[A block of data]
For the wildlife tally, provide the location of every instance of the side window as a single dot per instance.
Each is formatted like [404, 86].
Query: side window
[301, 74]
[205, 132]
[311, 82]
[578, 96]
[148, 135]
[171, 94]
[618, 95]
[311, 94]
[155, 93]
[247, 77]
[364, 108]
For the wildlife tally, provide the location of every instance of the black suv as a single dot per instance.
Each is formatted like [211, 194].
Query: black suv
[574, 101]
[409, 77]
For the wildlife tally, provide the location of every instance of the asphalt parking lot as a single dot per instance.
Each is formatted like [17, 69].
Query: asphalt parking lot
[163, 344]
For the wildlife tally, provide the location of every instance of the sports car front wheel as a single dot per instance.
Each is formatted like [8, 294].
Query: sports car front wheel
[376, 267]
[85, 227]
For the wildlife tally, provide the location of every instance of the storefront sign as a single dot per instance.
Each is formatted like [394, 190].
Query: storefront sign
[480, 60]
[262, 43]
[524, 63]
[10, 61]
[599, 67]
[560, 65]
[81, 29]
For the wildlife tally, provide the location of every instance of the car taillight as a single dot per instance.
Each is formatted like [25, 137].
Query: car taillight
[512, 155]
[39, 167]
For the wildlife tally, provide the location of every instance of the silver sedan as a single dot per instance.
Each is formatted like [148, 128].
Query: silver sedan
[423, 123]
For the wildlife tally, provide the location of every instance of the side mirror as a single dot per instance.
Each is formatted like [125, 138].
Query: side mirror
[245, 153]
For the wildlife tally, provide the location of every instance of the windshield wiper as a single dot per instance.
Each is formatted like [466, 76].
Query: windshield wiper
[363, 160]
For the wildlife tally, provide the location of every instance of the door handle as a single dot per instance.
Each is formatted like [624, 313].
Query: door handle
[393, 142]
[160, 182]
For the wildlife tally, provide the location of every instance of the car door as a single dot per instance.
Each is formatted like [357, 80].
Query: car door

▸ **Task requirements**: Copy out, word for word, the stretch of lines from the one containing "mirror as a single dot per instance." through the final line above.

▸ **Result for this exercise**:
For the wildlife tally, provide the location of every instance of the side mirror as a single dot per instance.
Each is formatted like [125, 138].
Query: side mirror
[245, 153]
For the wildlife tally, provide the location of every instance of the windshield wiper as a single dot per instance.
Each is formatted like [466, 76].
Query: windshield wiper
[363, 160]
For the wildlife tally, provide the location of every instance of the door handle as a single dot per instance.
Each is formatted like [624, 313].
Query: door handle
[393, 142]
[160, 182]
For the wildlife tally, provide the location of every instance of the car door as a single dot per instance.
Each is formatted like [357, 80].
Query: car door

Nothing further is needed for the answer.